* [Problem to solve]: Please pull out every line of the data below that contains the word "woman" and copy each of those lines in full.

* [Given records]:
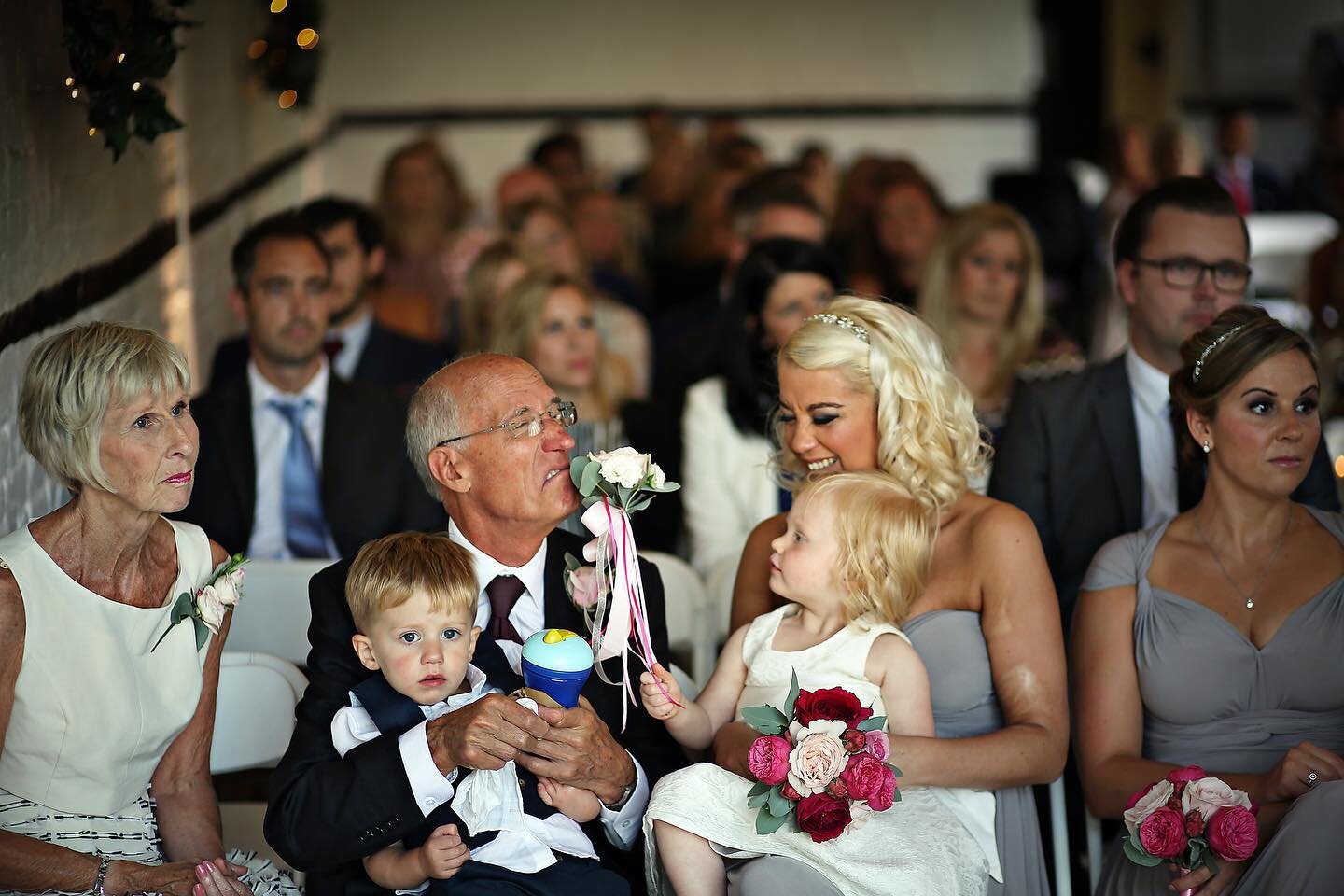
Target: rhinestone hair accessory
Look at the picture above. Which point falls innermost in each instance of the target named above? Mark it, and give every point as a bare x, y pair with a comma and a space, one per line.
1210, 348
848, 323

--

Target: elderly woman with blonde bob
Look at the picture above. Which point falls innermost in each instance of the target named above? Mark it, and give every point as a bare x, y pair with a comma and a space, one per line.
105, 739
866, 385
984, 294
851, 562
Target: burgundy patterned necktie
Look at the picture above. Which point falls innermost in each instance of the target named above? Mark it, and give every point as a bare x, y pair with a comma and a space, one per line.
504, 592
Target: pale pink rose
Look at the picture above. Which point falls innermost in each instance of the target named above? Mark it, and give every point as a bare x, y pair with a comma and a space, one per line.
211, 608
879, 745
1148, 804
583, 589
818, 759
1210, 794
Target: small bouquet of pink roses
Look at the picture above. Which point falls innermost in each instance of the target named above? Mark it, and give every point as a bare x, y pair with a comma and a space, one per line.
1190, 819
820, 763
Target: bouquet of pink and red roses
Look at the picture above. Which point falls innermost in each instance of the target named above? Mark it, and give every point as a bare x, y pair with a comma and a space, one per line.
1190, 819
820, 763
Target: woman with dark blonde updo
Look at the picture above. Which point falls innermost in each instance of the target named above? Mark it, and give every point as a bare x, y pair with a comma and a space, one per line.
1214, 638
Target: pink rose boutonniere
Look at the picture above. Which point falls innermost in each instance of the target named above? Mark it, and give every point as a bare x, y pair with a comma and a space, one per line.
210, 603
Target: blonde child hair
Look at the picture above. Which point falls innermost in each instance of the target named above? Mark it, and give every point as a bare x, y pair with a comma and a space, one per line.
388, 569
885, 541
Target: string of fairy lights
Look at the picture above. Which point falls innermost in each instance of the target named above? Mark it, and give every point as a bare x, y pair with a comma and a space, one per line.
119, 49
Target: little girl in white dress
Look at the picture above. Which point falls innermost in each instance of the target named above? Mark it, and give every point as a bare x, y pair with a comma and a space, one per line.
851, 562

...

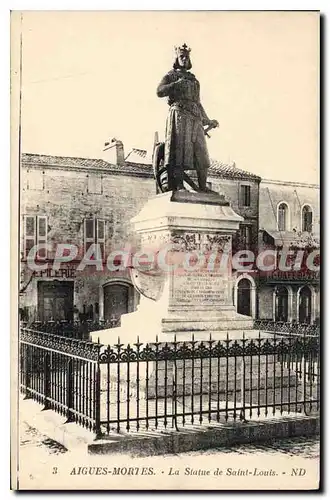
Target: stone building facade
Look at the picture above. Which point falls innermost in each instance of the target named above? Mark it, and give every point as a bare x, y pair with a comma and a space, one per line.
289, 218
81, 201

* [Answer to this task]:
Target: elderly woman with blonde bob
Target: woman with dark blonde updo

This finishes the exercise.